**Reading passage**
———

As discussed in a previous post, physical abuse is the most common type of abuse reported in nursing homes and other long-term care facilities in the U.S. The National Center on Elder Abuse defines physical abuse as any act of physical force that could cause another person physical pain, injury or impairment. This type of harm can occur when an offending person shoves, hits, slaps, kicks, pushes or shakes another person with an intent to cause them pain or harm. When a staff member or other employee of the nursing home is the one who is acting violently toward an elderly patient, they may be guilty of this type of nursing home abuse.
A recent study performed by researchers at Michigan State University found that 24.3 percent of elderly residents in nursing homes who were surveyed reported that they were physically assaulted by nursing home staff in one or more incidents. The study also found that patients with behavioral issues, who faced limitations in performing regular daily activities, and those were previously abused were more likely to be physically abused by staff in the future.
Signs of physical abuse may not be immediately apparent to family members of elderly residents of care facilities. Some incidents may not result in any physical symptoms, but the abused person may become withdrawn or suddenly change their behavior. More alarming and obvious symptoms include bruising, fractures and open wounds that are healing at various stages. This could indicate that abuse is chronic and ongoing. If a caregiver refuses to allow visitors, or for a visitor to see an elderly person without staff member present, physical abuse may be an issue. Family members should routinely look for these red flags in order to ensure that their elderly loved ones are not victimized in this way by those who are supposed to be providing for their medical and physical needs.

———

(Point localization data)
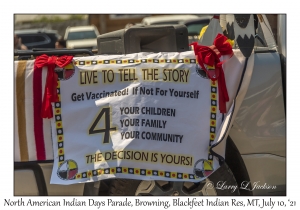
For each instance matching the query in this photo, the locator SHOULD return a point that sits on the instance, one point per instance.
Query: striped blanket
(32, 133)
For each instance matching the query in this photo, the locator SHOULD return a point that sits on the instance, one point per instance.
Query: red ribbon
(50, 94)
(211, 57)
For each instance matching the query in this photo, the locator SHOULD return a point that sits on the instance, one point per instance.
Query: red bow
(211, 57)
(50, 94)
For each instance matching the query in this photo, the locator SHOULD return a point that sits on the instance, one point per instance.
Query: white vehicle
(255, 155)
(81, 37)
(167, 19)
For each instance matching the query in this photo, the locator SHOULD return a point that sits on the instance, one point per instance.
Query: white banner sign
(140, 116)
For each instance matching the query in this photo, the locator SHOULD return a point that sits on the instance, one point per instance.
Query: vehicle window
(81, 35)
(26, 39)
(166, 23)
(194, 29)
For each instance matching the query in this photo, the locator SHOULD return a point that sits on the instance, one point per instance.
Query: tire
(215, 184)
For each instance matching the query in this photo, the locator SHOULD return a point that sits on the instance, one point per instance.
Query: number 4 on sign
(104, 112)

———

**Using the information**
- A) Answer these questions using the article on nursing home abuse:
(i) Which organization's definition of physical abuse does it give?
(ii) What percentage of surveyed elderly residents reported being physically assaulted by nursing home staff?
(iii) What could bruising, fractures and open wounds healing at various stages indicate?
- B) Decide whether each statement agrees with the article on nursing home abuse. Give yes or no and quote the words that settle it.
(i) Physical abuse is the most common type of abuse reported in nursing homes in the U.S.
(ii) The study was carried out by researchers at a university in Ohio.
(iii) Every incident of physical abuse leaves physical symptoms.
The data has nothing to do with the article on nursing home abuse.

**Solved tasks**
- A)
(i) The National Center on Elder Abuse.
(ii) 24.3 percent.
(iii) That the abuse is chronic and ongoing.

- B)
(i) Yes: "physical abuse is the most common type of abuse reported in nursing homes and other long-term care facilities in the U.S."
(ii) No: "researchers at Michigan State University"
(iii) No: "Some incidents may not result in any physical symptoms"